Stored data

%%

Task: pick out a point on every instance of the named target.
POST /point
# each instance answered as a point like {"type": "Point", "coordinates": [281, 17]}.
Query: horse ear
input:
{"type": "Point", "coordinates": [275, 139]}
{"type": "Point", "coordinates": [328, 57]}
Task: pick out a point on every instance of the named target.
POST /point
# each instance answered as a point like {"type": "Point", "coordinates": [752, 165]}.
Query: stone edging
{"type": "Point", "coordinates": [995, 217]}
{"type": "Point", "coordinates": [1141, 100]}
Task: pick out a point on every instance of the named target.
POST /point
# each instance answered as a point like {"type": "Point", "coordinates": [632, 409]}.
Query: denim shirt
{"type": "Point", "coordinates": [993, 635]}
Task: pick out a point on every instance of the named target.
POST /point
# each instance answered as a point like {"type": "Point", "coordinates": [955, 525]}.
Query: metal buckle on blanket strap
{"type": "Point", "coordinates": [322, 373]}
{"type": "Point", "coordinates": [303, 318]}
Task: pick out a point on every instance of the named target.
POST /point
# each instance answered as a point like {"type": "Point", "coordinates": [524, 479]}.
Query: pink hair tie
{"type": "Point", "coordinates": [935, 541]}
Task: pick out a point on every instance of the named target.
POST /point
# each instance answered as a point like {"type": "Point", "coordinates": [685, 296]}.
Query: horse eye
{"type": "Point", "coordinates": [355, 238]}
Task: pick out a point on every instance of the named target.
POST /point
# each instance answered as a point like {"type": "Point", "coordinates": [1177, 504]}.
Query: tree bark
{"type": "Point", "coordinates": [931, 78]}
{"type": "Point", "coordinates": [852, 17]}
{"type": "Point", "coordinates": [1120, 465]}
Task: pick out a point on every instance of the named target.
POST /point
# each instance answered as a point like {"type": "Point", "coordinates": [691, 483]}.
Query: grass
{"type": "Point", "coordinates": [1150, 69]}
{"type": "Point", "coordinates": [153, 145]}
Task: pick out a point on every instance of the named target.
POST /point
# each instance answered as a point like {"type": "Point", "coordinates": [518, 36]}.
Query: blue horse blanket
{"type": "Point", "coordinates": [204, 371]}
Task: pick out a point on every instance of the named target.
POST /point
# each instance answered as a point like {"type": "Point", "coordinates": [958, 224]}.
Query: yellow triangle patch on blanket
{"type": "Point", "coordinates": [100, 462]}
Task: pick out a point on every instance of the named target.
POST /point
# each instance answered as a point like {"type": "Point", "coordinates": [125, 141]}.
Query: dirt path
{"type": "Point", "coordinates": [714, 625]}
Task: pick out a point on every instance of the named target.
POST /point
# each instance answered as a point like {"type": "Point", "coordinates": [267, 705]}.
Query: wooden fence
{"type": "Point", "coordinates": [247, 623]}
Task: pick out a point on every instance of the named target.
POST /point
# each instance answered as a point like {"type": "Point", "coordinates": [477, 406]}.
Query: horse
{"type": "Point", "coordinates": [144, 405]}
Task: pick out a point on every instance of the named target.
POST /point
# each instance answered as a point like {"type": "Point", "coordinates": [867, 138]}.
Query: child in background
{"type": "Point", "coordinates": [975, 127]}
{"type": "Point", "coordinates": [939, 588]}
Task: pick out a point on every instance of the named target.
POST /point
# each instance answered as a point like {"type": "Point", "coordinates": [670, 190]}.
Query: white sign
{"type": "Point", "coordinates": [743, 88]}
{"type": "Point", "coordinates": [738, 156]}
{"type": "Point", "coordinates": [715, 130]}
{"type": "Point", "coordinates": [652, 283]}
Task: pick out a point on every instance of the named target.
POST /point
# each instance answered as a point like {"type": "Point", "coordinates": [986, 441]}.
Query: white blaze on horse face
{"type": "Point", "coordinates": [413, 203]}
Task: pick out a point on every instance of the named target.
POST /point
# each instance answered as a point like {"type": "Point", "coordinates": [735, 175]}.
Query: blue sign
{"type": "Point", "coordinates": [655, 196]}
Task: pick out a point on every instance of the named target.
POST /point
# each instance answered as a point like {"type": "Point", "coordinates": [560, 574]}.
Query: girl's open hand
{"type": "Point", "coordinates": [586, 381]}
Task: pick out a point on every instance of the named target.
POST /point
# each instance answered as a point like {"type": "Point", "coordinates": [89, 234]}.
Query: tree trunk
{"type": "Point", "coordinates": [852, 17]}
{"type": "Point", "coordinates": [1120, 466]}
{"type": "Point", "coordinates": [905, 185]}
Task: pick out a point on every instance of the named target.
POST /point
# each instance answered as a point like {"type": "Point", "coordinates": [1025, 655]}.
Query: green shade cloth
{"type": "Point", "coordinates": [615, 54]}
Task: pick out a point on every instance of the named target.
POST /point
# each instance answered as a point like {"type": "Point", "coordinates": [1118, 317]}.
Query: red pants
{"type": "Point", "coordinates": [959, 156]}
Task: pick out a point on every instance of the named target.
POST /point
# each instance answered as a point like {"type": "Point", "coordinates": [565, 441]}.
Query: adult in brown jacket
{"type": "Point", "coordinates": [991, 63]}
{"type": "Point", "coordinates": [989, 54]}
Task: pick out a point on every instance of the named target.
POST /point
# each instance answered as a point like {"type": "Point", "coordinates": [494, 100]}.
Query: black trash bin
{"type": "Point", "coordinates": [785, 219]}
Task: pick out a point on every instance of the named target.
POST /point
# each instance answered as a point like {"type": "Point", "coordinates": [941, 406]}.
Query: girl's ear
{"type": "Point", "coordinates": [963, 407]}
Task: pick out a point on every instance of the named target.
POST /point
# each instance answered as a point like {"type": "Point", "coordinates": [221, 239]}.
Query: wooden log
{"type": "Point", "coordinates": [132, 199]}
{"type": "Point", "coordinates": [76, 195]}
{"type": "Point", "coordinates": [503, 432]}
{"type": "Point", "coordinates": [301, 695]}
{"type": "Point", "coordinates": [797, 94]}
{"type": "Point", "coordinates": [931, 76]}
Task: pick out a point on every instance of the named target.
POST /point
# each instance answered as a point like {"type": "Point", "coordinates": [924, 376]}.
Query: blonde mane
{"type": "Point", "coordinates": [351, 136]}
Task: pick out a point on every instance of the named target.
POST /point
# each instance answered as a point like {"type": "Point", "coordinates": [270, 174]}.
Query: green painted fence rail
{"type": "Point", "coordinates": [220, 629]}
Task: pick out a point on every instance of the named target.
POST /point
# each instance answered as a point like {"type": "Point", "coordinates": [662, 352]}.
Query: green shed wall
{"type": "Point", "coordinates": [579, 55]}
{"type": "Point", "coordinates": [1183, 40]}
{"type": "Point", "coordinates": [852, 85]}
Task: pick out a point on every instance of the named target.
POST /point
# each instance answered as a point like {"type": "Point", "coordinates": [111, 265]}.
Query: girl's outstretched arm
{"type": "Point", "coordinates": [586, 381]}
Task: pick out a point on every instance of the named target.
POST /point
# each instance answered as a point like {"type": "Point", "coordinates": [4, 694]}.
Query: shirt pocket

%%

- _ASSIGNED TASK_:
Retype the entries precisely as they stand.

- _ANSWER TO THIS PROBLEM_:
Task: pick out a point on every instance of the named target.
POST /point
# each instance answered as a point like {"type": "Point", "coordinates": [281, 17]}.
Query: horse ear
input:
{"type": "Point", "coordinates": [275, 139]}
{"type": "Point", "coordinates": [328, 57]}
Task: pick out a point on every instance of the named target.
POST /point
# each instance answered as a point like {"type": "Point", "coordinates": [752, 165]}.
Query: stone edging
{"type": "Point", "coordinates": [995, 217]}
{"type": "Point", "coordinates": [1141, 100]}
Task: pick out a point on every instance of the named target.
POST /point
# each instance answered as a point like {"type": "Point", "coordinates": [632, 409]}.
Query: denim shirt
{"type": "Point", "coordinates": [993, 635]}
Task: pick out a point on every instance of the named target.
POST /point
# each instance answered as a point like {"type": "Point", "coordinates": [955, 525]}.
Query: metal buckle on blanket strap
{"type": "Point", "coordinates": [322, 373]}
{"type": "Point", "coordinates": [303, 318]}
Task: pick out a point on every instance of the named target.
POST /point
# each instance answered as a point like {"type": "Point", "coordinates": [524, 479]}.
Query: pink hair tie
{"type": "Point", "coordinates": [935, 541]}
Task: pick out a point on every instance of the named target.
POST /point
# each instance answered as a point like {"type": "Point", "coordinates": [685, 296]}.
Query: horse eye
{"type": "Point", "coordinates": [355, 238]}
Task: pick out a point on every instance of the named target.
POST /point
# each instance answered as a point like {"type": "Point", "coordinates": [1177, 504]}.
Query: tree bark
{"type": "Point", "coordinates": [931, 78]}
{"type": "Point", "coordinates": [852, 17]}
{"type": "Point", "coordinates": [1120, 465]}
Task: pick out a point on every instance of the named target.
POST /point
# each instance answered as a point like {"type": "Point", "coordinates": [691, 483]}.
Query: grass
{"type": "Point", "coordinates": [1150, 69]}
{"type": "Point", "coordinates": [153, 145]}
Task: pick out a point on every instance of the named target.
POST /point
# each instance answered as a point like {"type": "Point", "coordinates": [518, 36]}.
Query: blue horse blanket
{"type": "Point", "coordinates": [204, 371]}
Task: pick out a point on every instance of the named target.
POST /point
# each instance answered as a point like {"type": "Point", "coordinates": [958, 224]}.
Query: yellow triangle patch on blanket
{"type": "Point", "coordinates": [100, 462]}
Task: pick out a point on every instance of the named target.
POST /point
# each instance answered as a point like {"type": "Point", "coordinates": [125, 141]}.
Query: dirt path
{"type": "Point", "coordinates": [714, 625]}
Task: pick out a point on every instance of the named target.
POST /point
# each instance answered as a point like {"type": "Point", "coordinates": [267, 705]}.
Query: wooden fence
{"type": "Point", "coordinates": [247, 623]}
Task: pick out a point on every instance of the named target.
POST /point
# each instance answered as a point like {"type": "Point", "coordinates": [477, 406]}.
Query: horse
{"type": "Point", "coordinates": [144, 405]}
Task: pick out a point on every instance of the named target.
POST /point
# each instance answered as a point like {"type": "Point", "coordinates": [867, 138]}.
Query: child in background
{"type": "Point", "coordinates": [975, 127]}
{"type": "Point", "coordinates": [939, 588]}
Task: pick out a point on every instance of the named target.
POST /point
# each instance answered as a point like {"type": "Point", "coordinates": [670, 190]}.
Query: white sign
{"type": "Point", "coordinates": [743, 88]}
{"type": "Point", "coordinates": [738, 156]}
{"type": "Point", "coordinates": [715, 130]}
{"type": "Point", "coordinates": [652, 283]}
Task: pick out a point on every instance of the named target.
POST /point
# each instance answered as a point like {"type": "Point", "coordinates": [986, 441]}.
Query: white blaze on horse face
{"type": "Point", "coordinates": [413, 203]}
Task: pick out a point on every instance of the named target.
POST /point
# each instance answered as a point like {"type": "Point", "coordinates": [735, 175]}.
Query: blue sign
{"type": "Point", "coordinates": [655, 196]}
Task: pick out a point on every instance of the named target.
POST /point
# each instance answered as a point like {"type": "Point", "coordinates": [560, 574]}.
Query: girl's open hand
{"type": "Point", "coordinates": [586, 381]}
Task: pick out a point on every instance of the named target.
POST /point
# each instance answered as a point like {"type": "Point", "coordinates": [89, 234]}.
Query: tree trunk
{"type": "Point", "coordinates": [852, 17]}
{"type": "Point", "coordinates": [1120, 466]}
{"type": "Point", "coordinates": [905, 185]}
Task: pick out a point on every instance of the named target.
POST /point
# each instance answered as a point like {"type": "Point", "coordinates": [1025, 655]}.
Query: green shade cloth
{"type": "Point", "coordinates": [615, 54]}
Task: pick out a point on every instance of the named target.
POST /point
# each instance answered as a point like {"type": "Point", "coordinates": [1118, 317]}.
Query: red pants
{"type": "Point", "coordinates": [959, 156]}
Task: pick out a point on every instance of the named target.
POST /point
# each instance answered as a point like {"type": "Point", "coordinates": [565, 441]}.
Query: adult in brown jacket
{"type": "Point", "coordinates": [991, 63]}
{"type": "Point", "coordinates": [989, 54]}
Task: pick out a point on every instance of the named target.
POST /point
# each instance answered as a point like {"type": "Point", "coordinates": [494, 100]}.
Query: black trash bin
{"type": "Point", "coordinates": [785, 219]}
Task: pick out a point on every instance of the named target.
POST /point
# each instance answered as a point like {"type": "Point", "coordinates": [941, 406]}.
Query: girl's ear
{"type": "Point", "coordinates": [963, 407]}
Task: pick out a point on every instance of the named target.
POST /point
# each instance answered as a point like {"type": "Point", "coordinates": [221, 239]}.
Query: wooden log
{"type": "Point", "coordinates": [132, 199]}
{"type": "Point", "coordinates": [76, 195]}
{"type": "Point", "coordinates": [503, 432]}
{"type": "Point", "coordinates": [301, 695]}
{"type": "Point", "coordinates": [797, 94]}
{"type": "Point", "coordinates": [931, 76]}
Task: pick out a point on every instance of the named target.
POST /point
# each instance answered as a point like {"type": "Point", "coordinates": [924, 376]}.
Query: blonde mane
{"type": "Point", "coordinates": [351, 136]}
Task: pick out a point on every instance of the named target.
POST /point
# each instance answered as a point like {"type": "Point", "coordinates": [270, 174]}.
Query: green painted fence rail
{"type": "Point", "coordinates": [220, 629]}
Task: pick out a point on every instance of the named target.
POST /point
# each instance answered as a point like {"type": "Point", "coordinates": [662, 352]}.
Query: green shed wall
{"type": "Point", "coordinates": [579, 55]}
{"type": "Point", "coordinates": [1183, 40]}
{"type": "Point", "coordinates": [852, 85]}
Task: pick out a point on every instance of the named target.
POST /point
# each instance answered as a point like {"type": "Point", "coordinates": [111, 265]}.
Query: girl's outstretched arm
{"type": "Point", "coordinates": [586, 381]}
Task: pick out a point on every instance of the named target.
POST /point
# each instance answered as a point like {"type": "Point", "coordinates": [4, 694]}.
Query: shirt pocket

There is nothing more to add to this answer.